*** Opening RECORDS SHOWN ***
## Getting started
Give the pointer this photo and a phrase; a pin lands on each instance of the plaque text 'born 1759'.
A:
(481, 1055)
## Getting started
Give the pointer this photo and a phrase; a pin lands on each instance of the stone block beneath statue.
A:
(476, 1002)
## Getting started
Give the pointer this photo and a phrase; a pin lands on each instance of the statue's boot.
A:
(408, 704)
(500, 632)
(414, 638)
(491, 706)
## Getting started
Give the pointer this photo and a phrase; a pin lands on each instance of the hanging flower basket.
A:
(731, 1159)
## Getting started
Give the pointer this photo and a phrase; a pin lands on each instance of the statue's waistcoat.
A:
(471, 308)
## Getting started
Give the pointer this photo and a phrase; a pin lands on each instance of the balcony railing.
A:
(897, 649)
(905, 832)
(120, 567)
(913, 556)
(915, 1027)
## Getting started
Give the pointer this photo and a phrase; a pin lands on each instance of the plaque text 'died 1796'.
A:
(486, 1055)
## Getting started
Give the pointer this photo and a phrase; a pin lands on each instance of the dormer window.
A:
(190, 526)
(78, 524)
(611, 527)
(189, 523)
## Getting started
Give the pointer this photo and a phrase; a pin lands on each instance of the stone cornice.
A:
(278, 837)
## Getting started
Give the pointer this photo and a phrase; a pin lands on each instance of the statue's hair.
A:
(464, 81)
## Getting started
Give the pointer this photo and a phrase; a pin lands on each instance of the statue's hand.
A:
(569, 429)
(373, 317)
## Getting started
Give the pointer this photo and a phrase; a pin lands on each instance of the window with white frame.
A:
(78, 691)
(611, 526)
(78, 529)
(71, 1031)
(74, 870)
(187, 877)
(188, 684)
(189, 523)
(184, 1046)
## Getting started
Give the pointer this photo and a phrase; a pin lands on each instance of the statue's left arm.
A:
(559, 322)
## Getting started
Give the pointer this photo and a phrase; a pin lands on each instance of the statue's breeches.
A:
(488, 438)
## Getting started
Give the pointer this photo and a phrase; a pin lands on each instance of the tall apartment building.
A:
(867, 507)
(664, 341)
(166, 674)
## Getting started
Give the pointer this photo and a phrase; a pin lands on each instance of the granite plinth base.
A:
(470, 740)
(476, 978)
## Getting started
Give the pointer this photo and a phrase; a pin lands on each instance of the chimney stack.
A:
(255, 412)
*** Closing RECORDS SHOWN ***
- EXERCISE AIM:
When the records above are checked line by line, how many lines contain the word "stone"? Please give only that number.

- RESPONSE TO THE EXERCISE:
2